**Problem description:**
Copy out every record precisely.

* start Exercise inputs *

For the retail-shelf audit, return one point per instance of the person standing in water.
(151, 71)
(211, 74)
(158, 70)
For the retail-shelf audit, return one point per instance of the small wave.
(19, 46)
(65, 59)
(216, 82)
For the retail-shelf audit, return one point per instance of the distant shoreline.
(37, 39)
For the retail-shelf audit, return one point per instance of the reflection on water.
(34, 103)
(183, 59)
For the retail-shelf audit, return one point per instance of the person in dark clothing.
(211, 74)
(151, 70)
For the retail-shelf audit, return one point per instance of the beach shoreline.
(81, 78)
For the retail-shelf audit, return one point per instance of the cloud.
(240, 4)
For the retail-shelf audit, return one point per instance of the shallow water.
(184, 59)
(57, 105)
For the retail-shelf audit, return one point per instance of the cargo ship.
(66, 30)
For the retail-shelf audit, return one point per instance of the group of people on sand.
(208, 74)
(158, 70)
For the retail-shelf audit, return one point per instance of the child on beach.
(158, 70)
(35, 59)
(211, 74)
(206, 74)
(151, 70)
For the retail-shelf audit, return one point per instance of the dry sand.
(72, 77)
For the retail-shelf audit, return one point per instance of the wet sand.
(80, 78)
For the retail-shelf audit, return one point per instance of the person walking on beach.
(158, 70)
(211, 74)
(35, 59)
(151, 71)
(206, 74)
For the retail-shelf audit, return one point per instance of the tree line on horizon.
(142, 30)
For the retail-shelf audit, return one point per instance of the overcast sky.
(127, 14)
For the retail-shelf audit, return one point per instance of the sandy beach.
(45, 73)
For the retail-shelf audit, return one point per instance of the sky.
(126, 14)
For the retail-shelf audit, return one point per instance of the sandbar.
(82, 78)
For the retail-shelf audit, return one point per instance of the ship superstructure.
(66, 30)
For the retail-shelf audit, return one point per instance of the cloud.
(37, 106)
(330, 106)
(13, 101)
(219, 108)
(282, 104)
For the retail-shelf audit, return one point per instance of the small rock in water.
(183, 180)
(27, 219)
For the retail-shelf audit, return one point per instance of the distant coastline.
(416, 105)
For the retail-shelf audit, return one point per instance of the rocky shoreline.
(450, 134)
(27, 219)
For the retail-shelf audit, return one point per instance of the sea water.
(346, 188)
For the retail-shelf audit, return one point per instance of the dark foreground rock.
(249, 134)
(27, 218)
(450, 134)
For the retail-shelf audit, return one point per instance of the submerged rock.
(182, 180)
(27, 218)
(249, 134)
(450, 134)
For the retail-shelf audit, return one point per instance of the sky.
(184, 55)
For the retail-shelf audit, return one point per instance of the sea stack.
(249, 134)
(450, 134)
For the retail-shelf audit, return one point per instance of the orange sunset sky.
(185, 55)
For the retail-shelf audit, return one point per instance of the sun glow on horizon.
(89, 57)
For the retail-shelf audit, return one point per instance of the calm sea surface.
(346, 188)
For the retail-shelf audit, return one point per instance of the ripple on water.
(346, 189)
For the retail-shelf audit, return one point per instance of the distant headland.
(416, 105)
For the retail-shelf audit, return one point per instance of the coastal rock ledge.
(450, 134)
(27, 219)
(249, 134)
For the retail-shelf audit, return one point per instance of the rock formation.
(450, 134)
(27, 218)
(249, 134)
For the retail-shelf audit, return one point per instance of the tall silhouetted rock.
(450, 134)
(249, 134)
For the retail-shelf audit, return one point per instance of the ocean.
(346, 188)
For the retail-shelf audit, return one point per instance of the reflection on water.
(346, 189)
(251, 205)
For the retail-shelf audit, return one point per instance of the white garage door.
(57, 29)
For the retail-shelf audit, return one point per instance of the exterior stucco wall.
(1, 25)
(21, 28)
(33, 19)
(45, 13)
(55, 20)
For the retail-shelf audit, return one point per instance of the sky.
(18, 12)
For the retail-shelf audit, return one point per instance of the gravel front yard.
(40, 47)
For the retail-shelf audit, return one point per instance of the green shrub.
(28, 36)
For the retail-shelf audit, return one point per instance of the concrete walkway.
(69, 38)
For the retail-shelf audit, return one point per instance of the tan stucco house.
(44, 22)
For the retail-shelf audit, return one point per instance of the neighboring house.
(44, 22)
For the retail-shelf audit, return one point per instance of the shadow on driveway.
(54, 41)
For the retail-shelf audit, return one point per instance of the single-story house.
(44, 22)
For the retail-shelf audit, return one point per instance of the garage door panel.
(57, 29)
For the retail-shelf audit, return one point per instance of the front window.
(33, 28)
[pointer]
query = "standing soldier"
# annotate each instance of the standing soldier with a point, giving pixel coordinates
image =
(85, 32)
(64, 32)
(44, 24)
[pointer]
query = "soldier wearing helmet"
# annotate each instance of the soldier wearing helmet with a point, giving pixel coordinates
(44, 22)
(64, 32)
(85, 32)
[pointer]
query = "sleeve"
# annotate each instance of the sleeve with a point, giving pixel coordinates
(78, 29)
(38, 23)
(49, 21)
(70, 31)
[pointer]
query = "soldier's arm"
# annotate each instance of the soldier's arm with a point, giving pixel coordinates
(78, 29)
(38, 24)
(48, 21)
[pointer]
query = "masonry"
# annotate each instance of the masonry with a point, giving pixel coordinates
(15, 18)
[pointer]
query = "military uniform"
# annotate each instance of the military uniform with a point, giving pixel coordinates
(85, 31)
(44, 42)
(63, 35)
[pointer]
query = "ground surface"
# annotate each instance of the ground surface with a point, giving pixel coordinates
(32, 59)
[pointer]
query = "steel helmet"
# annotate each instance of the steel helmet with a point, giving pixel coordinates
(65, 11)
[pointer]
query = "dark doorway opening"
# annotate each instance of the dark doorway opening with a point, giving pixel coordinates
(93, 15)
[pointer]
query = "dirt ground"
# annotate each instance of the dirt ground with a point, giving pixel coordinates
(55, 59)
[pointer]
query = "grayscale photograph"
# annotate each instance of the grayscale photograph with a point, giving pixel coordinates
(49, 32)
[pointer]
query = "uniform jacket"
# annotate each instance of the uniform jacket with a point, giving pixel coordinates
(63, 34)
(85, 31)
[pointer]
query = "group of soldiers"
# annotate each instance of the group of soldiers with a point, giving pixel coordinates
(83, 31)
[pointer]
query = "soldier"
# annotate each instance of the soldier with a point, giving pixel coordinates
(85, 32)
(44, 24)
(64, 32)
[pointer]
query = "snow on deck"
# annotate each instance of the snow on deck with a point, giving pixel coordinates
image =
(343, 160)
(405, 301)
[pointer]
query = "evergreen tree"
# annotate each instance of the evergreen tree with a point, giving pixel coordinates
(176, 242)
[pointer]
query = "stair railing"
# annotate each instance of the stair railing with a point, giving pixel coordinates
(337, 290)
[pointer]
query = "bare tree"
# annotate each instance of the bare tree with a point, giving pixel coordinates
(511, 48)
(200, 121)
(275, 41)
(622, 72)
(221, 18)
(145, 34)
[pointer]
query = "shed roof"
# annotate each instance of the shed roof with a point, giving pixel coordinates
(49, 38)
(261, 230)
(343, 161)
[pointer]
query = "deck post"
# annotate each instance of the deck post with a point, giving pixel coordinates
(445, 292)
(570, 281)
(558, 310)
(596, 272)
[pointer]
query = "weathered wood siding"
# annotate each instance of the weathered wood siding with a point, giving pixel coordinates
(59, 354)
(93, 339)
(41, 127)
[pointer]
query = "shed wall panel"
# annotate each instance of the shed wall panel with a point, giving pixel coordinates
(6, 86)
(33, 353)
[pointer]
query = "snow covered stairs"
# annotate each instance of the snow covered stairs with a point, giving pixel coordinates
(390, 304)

* end Exercise inputs *

**Output of the task:**
For the retail-shelf audit, return one point per instance of the person standing in water.
(151, 71)
(211, 74)
(158, 70)
For the retail-shelf audit, return one point per instance of the small wave.
(19, 46)
(65, 59)
(216, 82)
For the retail-shelf audit, return one point per instance of the distant shoreline.
(37, 39)
For the retail-shelf audit, return one point per instance of the reflection on water.
(34, 103)
(183, 59)
For the retail-shelf audit, return one point per instance of the person in dark clothing.
(211, 74)
(151, 70)
For the retail-shelf audit, return one point per instance of the beach shoreline.
(81, 78)
For the retail-shelf audit, return one point per instance of the cloud.
(240, 4)
For the retail-shelf audit, return one point per instance of the shallow water.
(184, 59)
(57, 105)
For the retail-shelf audit, return one point per instance of the cargo ship.
(66, 30)
For the retail-shelf audit, return one point per instance of the group of people on sand.
(208, 74)
(158, 70)
For the retail-shelf audit, return one point per instance of the child on beach.
(158, 70)
(35, 59)
(211, 74)
(206, 74)
(151, 70)
For the retail-shelf audit, return one point per instance of the dry sand.
(72, 77)
For the retail-shelf audit, return one point per instance of the wet sand.
(80, 78)
For the retail-shelf audit, return one point per instance of the person walking on beach.
(158, 70)
(211, 74)
(35, 59)
(151, 71)
(206, 74)
For the retail-shelf audit, return one point per instance of the tree line on horizon.
(142, 30)
For the retail-shelf audit, return one point per instance of the overcast sky.
(127, 14)
For the retail-shelf audit, return one point per instance of the sandy beach.
(45, 73)
For the retail-shelf audit, return one point per instance of the sky.
(126, 14)
For the retail-shelf audit, return one point per instance of the sandbar.
(82, 78)
For the retail-shelf audit, return one point per instance of the ship superstructure.
(66, 30)
For the retail-shelf audit, return one point per instance of the cloud.
(37, 106)
(330, 106)
(13, 101)
(219, 108)
(282, 104)
For the retail-shelf audit, return one point per instance of the small rock in water.
(183, 180)
(27, 219)
For the retail-shelf audit, return one point per instance of the distant coastline.
(416, 105)
For the retail-shelf audit, return one point per instance of the rocky shoreline.
(450, 134)
(27, 219)
For the retail-shelf audit, return one point per instance of the sea water.
(346, 188)
For the retail-shelf audit, return one point per instance of the dark foreground rock.
(249, 134)
(27, 218)
(450, 134)
For the retail-shelf audit, return one point per instance of the submerged rock.
(182, 180)
(27, 218)
(249, 134)
(450, 134)
For the retail-shelf audit, return one point per instance of the sky.
(184, 55)
For the retail-shelf audit, return one point per instance of the sea stack.
(249, 134)
(450, 134)
For the retail-shelf audit, return one point per instance of the orange sunset sky.
(185, 55)
For the retail-shelf audit, return one point per instance of the sun glow on horizon.
(89, 57)
For the retail-shelf audit, return one point per instance of the calm sea surface.
(346, 188)
For the retail-shelf audit, return one point per instance of the ripple on water.
(346, 189)
For the retail-shelf audit, return one point per instance of the distant headland.
(416, 105)
For the retail-shelf audit, return one point per instance of the coastal rock ledge.
(450, 134)
(27, 219)
(249, 134)
For the retail-shelf audit, return one point per instance of the rock formation.
(450, 134)
(27, 218)
(249, 134)
For the retail-shelf audit, return one point per instance of the tall silhouetted rock.
(450, 134)
(249, 134)
For the retail-shelf audit, return one point per instance of the ocean.
(346, 188)
For the retail-shelf audit, return one point per instance of the reflection on water.
(346, 189)
(251, 205)
For the retail-shelf audit, return one point per instance of the white garage door.
(57, 29)
For the retail-shelf audit, return one point per instance of the exterior stucco wall.
(1, 25)
(21, 28)
(33, 19)
(45, 13)
(55, 20)
For the retail-shelf audit, return one point per instance of the sky.
(18, 12)
For the retail-shelf audit, return one point per instance of the gravel front yard.
(40, 47)
For the retail-shelf audit, return one point per instance of the green shrub.
(28, 36)
For the retail-shelf audit, return one point per instance of the concrete walkway.
(69, 38)
For the retail-shelf audit, return one point per instance of the tan stucco house.
(44, 22)
For the retail-shelf audit, return one point per instance of the neighboring house.
(44, 22)
For the retail-shelf audit, return one point per instance of the shadow on driveway.
(54, 41)
For the retail-shelf audit, return one point per instance of the single-story house.
(44, 22)
For the retail-shelf audit, return one point per instance of the garage door panel.
(57, 29)
For the retail-shelf audit, return one point per instance of the front window.
(33, 28)
[pointer]
query = "standing soldier"
# annotate each instance of the standing soldier with a point, giving pixel coordinates
image =
(85, 32)
(64, 32)
(44, 24)
[pointer]
query = "soldier wearing helmet"
# annotate each instance of the soldier wearing helmet with a point, giving pixel coordinates
(44, 22)
(64, 32)
(85, 32)
[pointer]
query = "sleeve"
# annotate each instance of the sleeve with a point, giving pixel coordinates
(78, 29)
(38, 23)
(49, 21)
(70, 31)
[pointer]
query = "soldier's arm"
# annotate each instance of the soldier's arm with a point, giving pixel coordinates
(78, 29)
(38, 24)
(48, 21)
[pointer]
query = "masonry"
# annotate each instance of the masonry with a point, giving pixel coordinates
(15, 18)
[pointer]
query = "military uniform"
# annotate each instance of the military uniform with a point, giving pixel coordinates
(85, 31)
(44, 42)
(63, 35)
[pointer]
query = "ground surface"
# annotate each instance of the ground surface with a point, giving pixel coordinates
(32, 59)
[pointer]
query = "steel helmet"
# annotate each instance of the steel helmet with a point, giving pixel coordinates
(65, 11)
[pointer]
query = "dark doorway opening"
# annotate each instance of the dark doorway opening with a point, giving pixel coordinates
(93, 15)
[pointer]
query = "dirt ground"
# annotate each instance of the dirt ground with a point, giving pixel coordinates
(55, 59)
[pointer]
query = "grayscale photograph"
# annotate each instance of the grayscale photograph with a point, giving pixel coordinates
(49, 32)
[pointer]
query = "uniform jacket"
# annotate each instance of the uniform jacket with a point, giving pixel coordinates
(63, 34)
(85, 31)
[pointer]
query = "group of soldiers"
# annotate each instance of the group of soldiers with a point, giving pixel coordinates
(83, 31)
[pointer]
query = "soldier"
# annotate each instance of the soldier with a point, giving pixel coordinates
(85, 32)
(44, 24)
(64, 32)
[pointer]
query = "snow on deck"
# annotate each instance of the snow on deck with a point, giving pixel coordinates
image =
(343, 160)
(405, 301)
[pointer]
query = "evergreen tree"
# annotate each instance of the evergreen tree with a point, giving pixel coordinates
(176, 242)
[pointer]
query = "stair railing"
# annotate each instance of the stair railing with a point, giving pixel coordinates
(337, 290)
[pointer]
query = "bare tree"
# annotate each instance of the bare tree with a point, giving pixel coordinates
(511, 48)
(200, 121)
(275, 41)
(622, 72)
(221, 18)
(145, 34)
[pointer]
query = "shed roof"
# annotate each instance of the shed roof with a point, giving pixel coordinates
(49, 38)
(261, 230)
(343, 161)
[pointer]
query = "deck post"
# annotate each instance of the deck post with a point, giving pixel coordinates
(445, 292)
(570, 281)
(558, 310)
(596, 272)
[pointer]
query = "weathered wood siding"
# annotate each instance of the weathered wood siding with a point, giving pixel coordinates
(59, 354)
(93, 339)
(41, 127)
[pointer]
query = "shed wall panel"
# annotate each instance of the shed wall panel with a point, giving pixel coordinates
(6, 86)
(33, 353)
[pointer]
query = "snow covered stairs"
# annotate each instance of the snow covered stairs with a point, giving pixel coordinates
(390, 304)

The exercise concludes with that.